# start of Given data

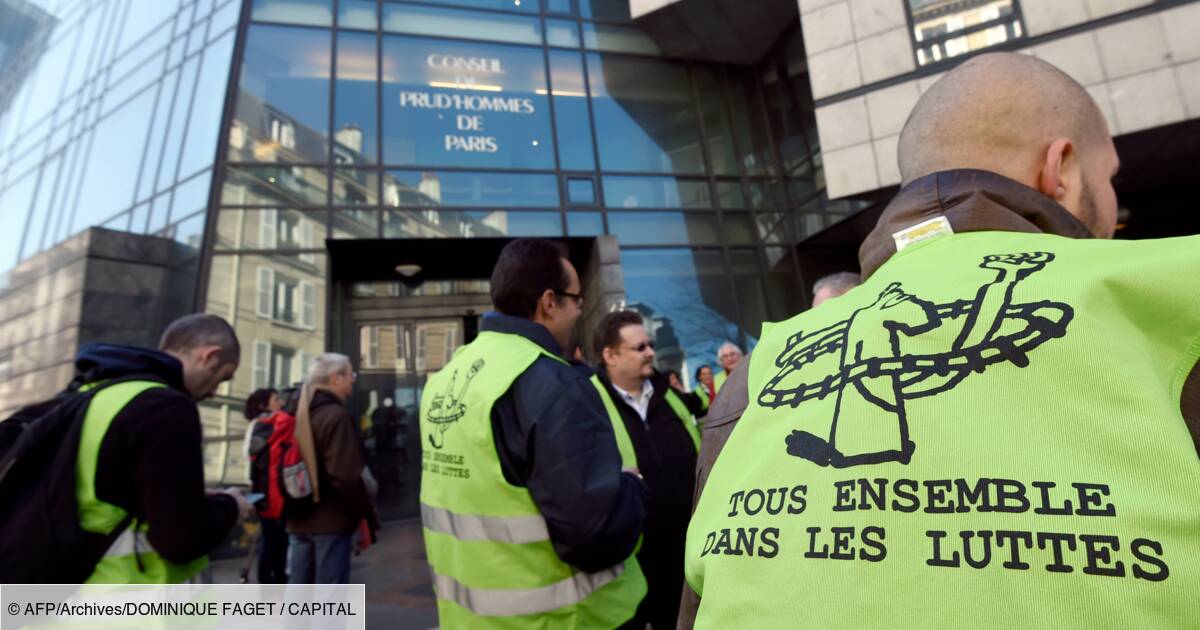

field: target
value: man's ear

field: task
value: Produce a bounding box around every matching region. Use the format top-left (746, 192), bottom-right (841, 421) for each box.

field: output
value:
top-left (196, 346), bottom-right (221, 365)
top-left (1038, 138), bottom-right (1075, 202)
top-left (538, 289), bottom-right (554, 314)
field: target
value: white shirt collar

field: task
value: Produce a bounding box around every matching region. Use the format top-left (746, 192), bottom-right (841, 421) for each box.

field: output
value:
top-left (612, 378), bottom-right (654, 422)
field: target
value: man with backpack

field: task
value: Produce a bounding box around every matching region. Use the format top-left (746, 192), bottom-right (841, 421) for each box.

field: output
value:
top-left (283, 353), bottom-right (374, 584)
top-left (0, 314), bottom-right (252, 583)
top-left (244, 388), bottom-right (288, 584)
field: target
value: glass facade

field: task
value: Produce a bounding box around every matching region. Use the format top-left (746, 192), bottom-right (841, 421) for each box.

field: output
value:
top-left (907, 0), bottom-right (1025, 66)
top-left (0, 0), bottom-right (844, 480)
top-left (0, 0), bottom-right (240, 277)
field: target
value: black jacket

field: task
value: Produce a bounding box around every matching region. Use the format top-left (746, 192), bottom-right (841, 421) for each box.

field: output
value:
top-left (598, 368), bottom-right (703, 630)
top-left (76, 343), bottom-right (238, 563)
top-left (481, 313), bottom-right (646, 572)
top-left (596, 367), bottom-right (704, 539)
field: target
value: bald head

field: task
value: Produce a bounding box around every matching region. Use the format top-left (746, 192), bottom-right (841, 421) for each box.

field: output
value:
top-left (898, 53), bottom-right (1117, 236)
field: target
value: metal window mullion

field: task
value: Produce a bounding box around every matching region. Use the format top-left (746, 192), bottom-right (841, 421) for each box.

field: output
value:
top-left (192, 2), bottom-right (251, 310)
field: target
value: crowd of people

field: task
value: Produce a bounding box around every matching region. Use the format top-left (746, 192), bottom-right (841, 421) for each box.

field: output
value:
top-left (0, 54), bottom-right (1200, 630)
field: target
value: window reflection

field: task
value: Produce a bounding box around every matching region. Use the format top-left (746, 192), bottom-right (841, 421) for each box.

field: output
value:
top-left (383, 0), bottom-right (541, 46)
top-left (383, 170), bottom-right (558, 208)
top-left (608, 212), bottom-right (720, 245)
top-left (337, 0), bottom-right (377, 29)
top-left (587, 54), bottom-right (704, 173)
top-left (566, 212), bottom-right (604, 236)
top-left (728, 72), bottom-right (775, 175)
top-left (221, 166), bottom-right (329, 205)
top-left (334, 32), bottom-right (379, 164)
top-left (229, 24), bottom-right (330, 162)
top-left (908, 0), bottom-right (1024, 66)
top-left (716, 181), bottom-right (746, 209)
top-left (384, 0), bottom-right (538, 13)
top-left (550, 50), bottom-right (595, 170)
top-left (604, 175), bottom-right (713, 209)
top-left (583, 22), bottom-right (661, 55)
top-left (383, 36), bottom-right (554, 169)
top-left (620, 248), bottom-right (738, 373)
top-left (68, 89), bottom-right (157, 234)
top-left (546, 19), bottom-right (580, 48)
top-left (205, 254), bottom-right (326, 398)
top-left (334, 168), bottom-right (379, 205)
top-left (578, 0), bottom-right (630, 22)
top-left (331, 209), bottom-right (379, 239)
top-left (721, 212), bottom-right (758, 245)
top-left (383, 209), bottom-right (563, 239)
top-left (566, 178), bottom-right (596, 205)
top-left (250, 0), bottom-right (334, 26)
top-left (179, 32), bottom-right (234, 178)
top-left (695, 67), bottom-right (738, 175)
top-left (216, 208), bottom-right (329, 250)
top-left (730, 250), bottom-right (767, 352)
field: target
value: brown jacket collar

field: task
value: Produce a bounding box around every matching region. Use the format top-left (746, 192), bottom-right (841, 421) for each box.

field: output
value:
top-left (858, 169), bottom-right (1092, 280)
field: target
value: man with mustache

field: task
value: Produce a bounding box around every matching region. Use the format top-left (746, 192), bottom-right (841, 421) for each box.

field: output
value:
top-left (593, 311), bottom-right (704, 629)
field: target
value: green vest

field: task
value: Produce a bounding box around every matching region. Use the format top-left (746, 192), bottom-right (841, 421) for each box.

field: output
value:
top-left (592, 374), bottom-right (700, 451)
top-left (692, 383), bottom-right (715, 412)
top-left (713, 366), bottom-right (730, 396)
top-left (685, 232), bottom-right (1200, 629)
top-left (76, 380), bottom-right (209, 584)
top-left (420, 331), bottom-right (646, 629)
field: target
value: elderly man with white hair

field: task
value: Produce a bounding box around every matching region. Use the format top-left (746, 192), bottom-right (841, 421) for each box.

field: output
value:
top-left (713, 341), bottom-right (744, 394)
top-left (288, 353), bottom-right (372, 584)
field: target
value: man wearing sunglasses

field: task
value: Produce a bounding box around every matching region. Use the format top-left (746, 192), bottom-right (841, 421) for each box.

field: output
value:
top-left (420, 239), bottom-right (648, 628)
top-left (593, 311), bottom-right (704, 629)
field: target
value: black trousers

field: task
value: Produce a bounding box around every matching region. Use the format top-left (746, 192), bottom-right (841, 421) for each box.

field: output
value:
top-left (258, 518), bottom-right (288, 584)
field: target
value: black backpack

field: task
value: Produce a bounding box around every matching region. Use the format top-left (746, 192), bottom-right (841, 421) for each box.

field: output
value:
top-left (0, 378), bottom-right (133, 584)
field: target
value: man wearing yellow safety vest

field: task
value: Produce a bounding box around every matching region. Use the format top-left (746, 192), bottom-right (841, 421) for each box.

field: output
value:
top-left (682, 54), bottom-right (1200, 629)
top-left (692, 365), bottom-right (716, 412)
top-left (420, 239), bottom-right (646, 629)
top-left (713, 341), bottom-right (743, 397)
top-left (76, 314), bottom-right (253, 584)
top-left (593, 311), bottom-right (703, 630)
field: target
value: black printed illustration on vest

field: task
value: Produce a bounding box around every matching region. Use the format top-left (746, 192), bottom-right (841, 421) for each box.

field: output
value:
top-left (425, 359), bottom-right (484, 449)
top-left (758, 252), bottom-right (1074, 468)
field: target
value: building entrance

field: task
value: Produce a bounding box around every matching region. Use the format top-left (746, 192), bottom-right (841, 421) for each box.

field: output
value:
top-left (326, 236), bottom-right (625, 521)
top-left (346, 281), bottom-right (491, 520)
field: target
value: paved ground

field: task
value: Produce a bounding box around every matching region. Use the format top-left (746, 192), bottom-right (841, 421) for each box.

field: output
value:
top-left (212, 518), bottom-right (438, 630)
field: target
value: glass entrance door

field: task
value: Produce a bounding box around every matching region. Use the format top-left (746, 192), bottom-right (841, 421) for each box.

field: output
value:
top-left (355, 318), bottom-right (464, 521)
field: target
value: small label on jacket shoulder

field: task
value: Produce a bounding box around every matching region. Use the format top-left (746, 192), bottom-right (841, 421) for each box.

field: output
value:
top-left (892, 216), bottom-right (954, 252)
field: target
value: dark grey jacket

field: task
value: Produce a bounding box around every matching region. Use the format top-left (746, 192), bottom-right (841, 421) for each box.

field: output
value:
top-left (480, 313), bottom-right (646, 572)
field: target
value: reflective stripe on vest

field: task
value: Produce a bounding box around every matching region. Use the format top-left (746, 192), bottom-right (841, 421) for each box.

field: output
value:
top-left (592, 374), bottom-right (637, 468)
top-left (76, 380), bottom-right (208, 584)
top-left (433, 554), bottom-right (625, 617)
top-left (421, 503), bottom-right (550, 545)
top-left (419, 331), bottom-right (646, 629)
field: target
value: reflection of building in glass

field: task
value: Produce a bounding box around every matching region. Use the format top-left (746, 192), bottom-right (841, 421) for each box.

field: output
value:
top-left (628, 302), bottom-right (690, 384)
top-left (910, 0), bottom-right (1022, 65)
top-left (0, 0), bottom-right (1200, 487)
top-left (0, 0), bottom-right (56, 115)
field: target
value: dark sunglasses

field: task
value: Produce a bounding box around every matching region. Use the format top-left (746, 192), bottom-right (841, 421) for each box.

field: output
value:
top-left (554, 290), bottom-right (583, 304)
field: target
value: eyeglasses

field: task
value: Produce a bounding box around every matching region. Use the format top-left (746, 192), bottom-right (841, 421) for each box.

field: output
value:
top-left (554, 290), bottom-right (583, 306)
top-left (623, 341), bottom-right (654, 352)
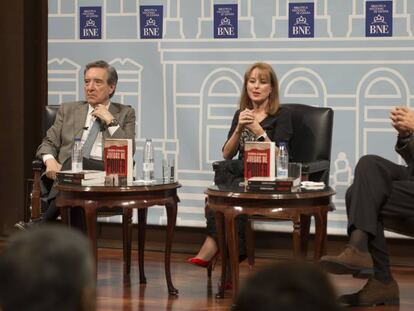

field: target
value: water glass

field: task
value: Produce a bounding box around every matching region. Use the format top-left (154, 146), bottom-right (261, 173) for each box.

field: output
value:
top-left (162, 159), bottom-right (175, 183)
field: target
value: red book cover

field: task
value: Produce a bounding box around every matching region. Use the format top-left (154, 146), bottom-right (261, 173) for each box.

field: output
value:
top-left (244, 142), bottom-right (275, 180)
top-left (104, 138), bottom-right (133, 182)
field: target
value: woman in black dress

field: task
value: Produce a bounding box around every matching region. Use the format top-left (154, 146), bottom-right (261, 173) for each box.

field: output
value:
top-left (188, 62), bottom-right (292, 267)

# end of Given data

[Aim of the task]
Return the lines of the listing verbatim, from its start through the line containing "top-left (612, 378), bottom-right (654, 422)", with both ends included. Omit the pictures from your answer.

[Output for this exercise]
field: target
value: man's ear

field: task
value: Produce a bounding box around every matching region. Use the format top-left (746, 192), bottom-right (841, 421) for each box.

field: output
value:
top-left (196, 346), bottom-right (221, 365)
top-left (1038, 138), bottom-right (1075, 202)
top-left (538, 289), bottom-right (554, 314)
field: target
value: white shirt collar

field: task
value: Produce a bounding box around every matching region. Use the format top-left (746, 192), bottom-right (841, 421) for each box.

field: output
value:
top-left (612, 378), bottom-right (654, 422)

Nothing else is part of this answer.